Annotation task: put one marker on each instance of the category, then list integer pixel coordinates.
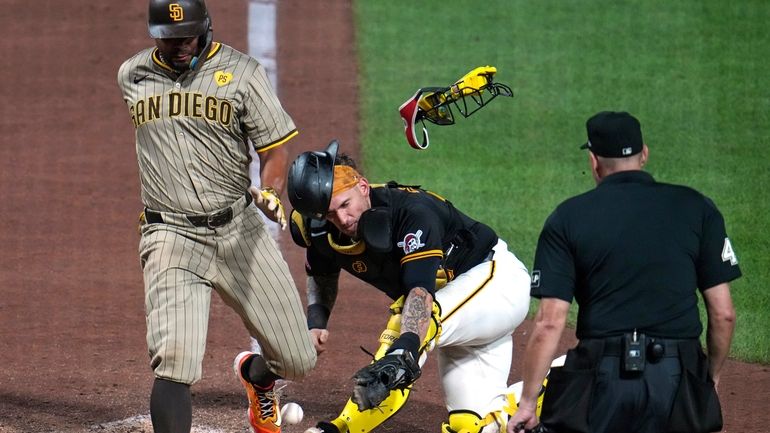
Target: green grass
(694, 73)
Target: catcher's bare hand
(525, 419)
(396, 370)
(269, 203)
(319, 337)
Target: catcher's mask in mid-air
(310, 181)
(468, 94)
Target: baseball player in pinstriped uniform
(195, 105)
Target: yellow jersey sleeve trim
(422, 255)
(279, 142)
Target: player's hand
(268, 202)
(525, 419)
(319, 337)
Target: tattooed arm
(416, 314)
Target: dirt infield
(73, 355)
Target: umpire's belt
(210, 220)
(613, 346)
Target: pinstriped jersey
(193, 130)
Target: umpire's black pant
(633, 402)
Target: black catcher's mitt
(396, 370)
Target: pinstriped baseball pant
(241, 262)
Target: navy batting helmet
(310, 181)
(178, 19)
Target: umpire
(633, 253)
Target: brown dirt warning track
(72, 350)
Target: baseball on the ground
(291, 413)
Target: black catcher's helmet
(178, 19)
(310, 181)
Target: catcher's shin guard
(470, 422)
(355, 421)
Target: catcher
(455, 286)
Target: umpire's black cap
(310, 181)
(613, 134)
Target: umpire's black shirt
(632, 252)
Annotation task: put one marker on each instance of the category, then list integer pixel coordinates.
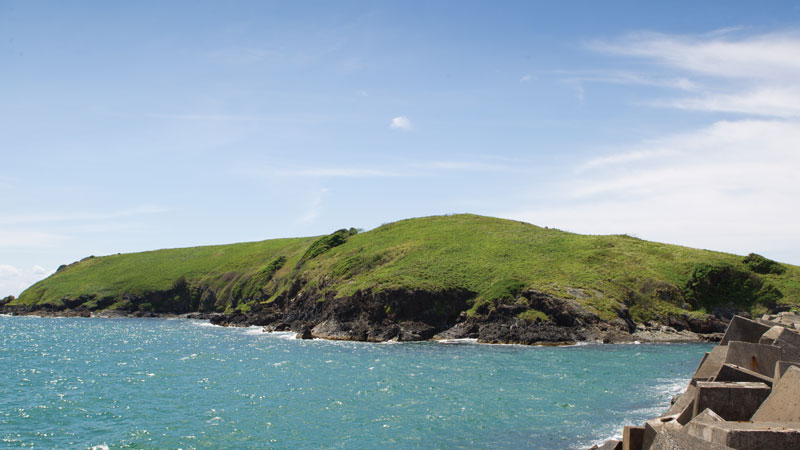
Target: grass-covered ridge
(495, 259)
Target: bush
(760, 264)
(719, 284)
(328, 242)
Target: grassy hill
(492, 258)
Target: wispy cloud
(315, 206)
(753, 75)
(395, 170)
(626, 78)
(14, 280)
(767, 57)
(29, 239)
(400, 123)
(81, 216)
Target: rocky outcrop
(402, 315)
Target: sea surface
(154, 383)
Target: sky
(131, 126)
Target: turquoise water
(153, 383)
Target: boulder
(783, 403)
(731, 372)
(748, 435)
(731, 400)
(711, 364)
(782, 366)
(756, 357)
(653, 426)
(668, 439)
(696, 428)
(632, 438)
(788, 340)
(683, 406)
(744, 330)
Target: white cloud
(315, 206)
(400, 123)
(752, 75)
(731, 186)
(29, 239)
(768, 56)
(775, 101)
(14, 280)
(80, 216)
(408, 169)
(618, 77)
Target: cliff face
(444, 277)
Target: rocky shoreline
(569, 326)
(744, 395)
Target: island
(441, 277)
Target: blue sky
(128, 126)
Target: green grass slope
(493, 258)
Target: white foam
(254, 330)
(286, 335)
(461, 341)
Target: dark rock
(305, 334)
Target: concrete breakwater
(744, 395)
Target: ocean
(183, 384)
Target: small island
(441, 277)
-=-=-
(REQUIRED TASK)
Update all the records above by changing every "Target" to "Label" and keeping everything else the same. Leave the pictures out.

(RESULT OF THIS TASK)
Annotation task: put one marker on each instance of the category, then list integer pixel coordinates.
Label: green grass
(694, 73)
Label: catcher's bare hand
(525, 419)
(396, 370)
(269, 203)
(319, 337)
Label: catcher's mask in mid-air
(310, 181)
(468, 94)
Label: baseball player in pinstriped uniform
(195, 105)
Label: yellow jersey sleeve trim
(422, 255)
(279, 142)
Label: player's hand
(268, 202)
(525, 419)
(319, 337)
Label: tattooed arm
(416, 314)
Label: dirt infield
(73, 355)
Label: umpire's belt
(210, 220)
(613, 346)
Label: pinstriped jersey
(193, 130)
Label: umpire's black pant
(633, 402)
Label: black catcher's mitt
(396, 370)
Label: pinstriped baseball pant
(241, 262)
Label: navy batting helmet
(310, 181)
(178, 19)
Label: umpire
(633, 253)
Label: brown dirt warning track
(72, 350)
Label: baseball on the ground
(291, 413)
Label: black catcher's helmet
(178, 19)
(310, 181)
Label: catcher's shin guard
(470, 422)
(355, 421)
Label: catcher
(455, 286)
Label: umpire's black cap
(310, 181)
(613, 134)
Label: umpire's black shirt
(632, 252)
Annotation task: put one marker on each instance of the category, then list integer pixel coordinates.
Label: grass-covered ridge
(495, 259)
Label: bush
(760, 264)
(719, 284)
(328, 242)
Label: grassy hill
(492, 258)
Label: wispy cloud
(315, 206)
(753, 75)
(395, 170)
(626, 78)
(14, 280)
(767, 57)
(29, 239)
(400, 123)
(81, 216)
Label: rocky outcrop
(402, 315)
Label: sea surface
(154, 383)
Label: sky
(131, 126)
Label: turquoise water
(153, 383)
Label: boulder
(783, 403)
(731, 372)
(748, 435)
(731, 400)
(711, 364)
(782, 366)
(756, 357)
(653, 426)
(668, 439)
(696, 428)
(632, 438)
(788, 340)
(683, 406)
(744, 330)
Label: white cloud
(315, 206)
(400, 123)
(752, 75)
(731, 186)
(29, 239)
(768, 56)
(775, 101)
(14, 280)
(80, 216)
(408, 169)
(618, 77)
Label: cliff face
(444, 277)
Label: rocky shoreline
(569, 326)
(744, 395)
Label: island
(441, 277)
Label: blue sky
(128, 126)
Label: green grass slope
(493, 258)
Label: white foam
(254, 330)
(286, 335)
(461, 341)
Label: dark rock
(305, 334)
Label: concrete breakwater
(744, 395)
Label: ocean
(183, 384)
Label: small island
(441, 277)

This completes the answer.